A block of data
_____

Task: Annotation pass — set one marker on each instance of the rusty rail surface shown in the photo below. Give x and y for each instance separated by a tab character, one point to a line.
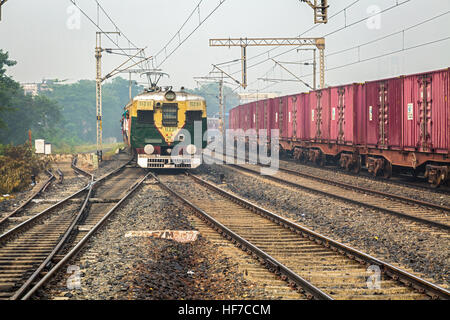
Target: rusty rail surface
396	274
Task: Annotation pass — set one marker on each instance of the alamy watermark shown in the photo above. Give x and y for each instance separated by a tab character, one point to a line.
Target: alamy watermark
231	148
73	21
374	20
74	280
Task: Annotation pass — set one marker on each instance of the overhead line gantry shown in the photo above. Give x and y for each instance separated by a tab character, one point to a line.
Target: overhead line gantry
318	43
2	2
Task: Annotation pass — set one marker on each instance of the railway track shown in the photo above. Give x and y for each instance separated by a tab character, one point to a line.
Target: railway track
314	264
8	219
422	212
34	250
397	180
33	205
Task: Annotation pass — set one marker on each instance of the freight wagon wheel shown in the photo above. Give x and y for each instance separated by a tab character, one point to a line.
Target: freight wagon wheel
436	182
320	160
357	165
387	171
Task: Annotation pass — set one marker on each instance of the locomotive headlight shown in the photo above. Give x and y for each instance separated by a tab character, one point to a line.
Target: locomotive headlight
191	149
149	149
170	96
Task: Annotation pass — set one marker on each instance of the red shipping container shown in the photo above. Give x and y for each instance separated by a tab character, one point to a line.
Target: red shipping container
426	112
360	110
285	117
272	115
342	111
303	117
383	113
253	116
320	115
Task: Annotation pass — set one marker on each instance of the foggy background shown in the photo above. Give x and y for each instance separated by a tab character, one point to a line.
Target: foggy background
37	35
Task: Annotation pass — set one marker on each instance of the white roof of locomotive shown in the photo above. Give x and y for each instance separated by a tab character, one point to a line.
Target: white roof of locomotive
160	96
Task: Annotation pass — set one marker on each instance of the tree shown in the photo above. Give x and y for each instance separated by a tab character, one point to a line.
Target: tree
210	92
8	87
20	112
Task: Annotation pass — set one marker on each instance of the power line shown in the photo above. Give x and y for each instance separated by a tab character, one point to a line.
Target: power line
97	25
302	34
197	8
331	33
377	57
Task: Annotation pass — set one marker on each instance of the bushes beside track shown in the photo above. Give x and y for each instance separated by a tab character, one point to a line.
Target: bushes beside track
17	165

_____

WHAT TO DO:
Render the stretch of the listing from the line containing "of the bushes" through the end as a two-column CSV with the headers item and reply. Give one row per item, with its text under item and its answer under reply, each field quoted and any line breaks turned into spaces.

RESPONSE:
item,reply
"Task: Annotation pass — set one marker on each instance of the bushes beside track shown in the photo above. Give x and y for each instance separated by a tab character, one point to a line. Target: bushes beside track","17	165"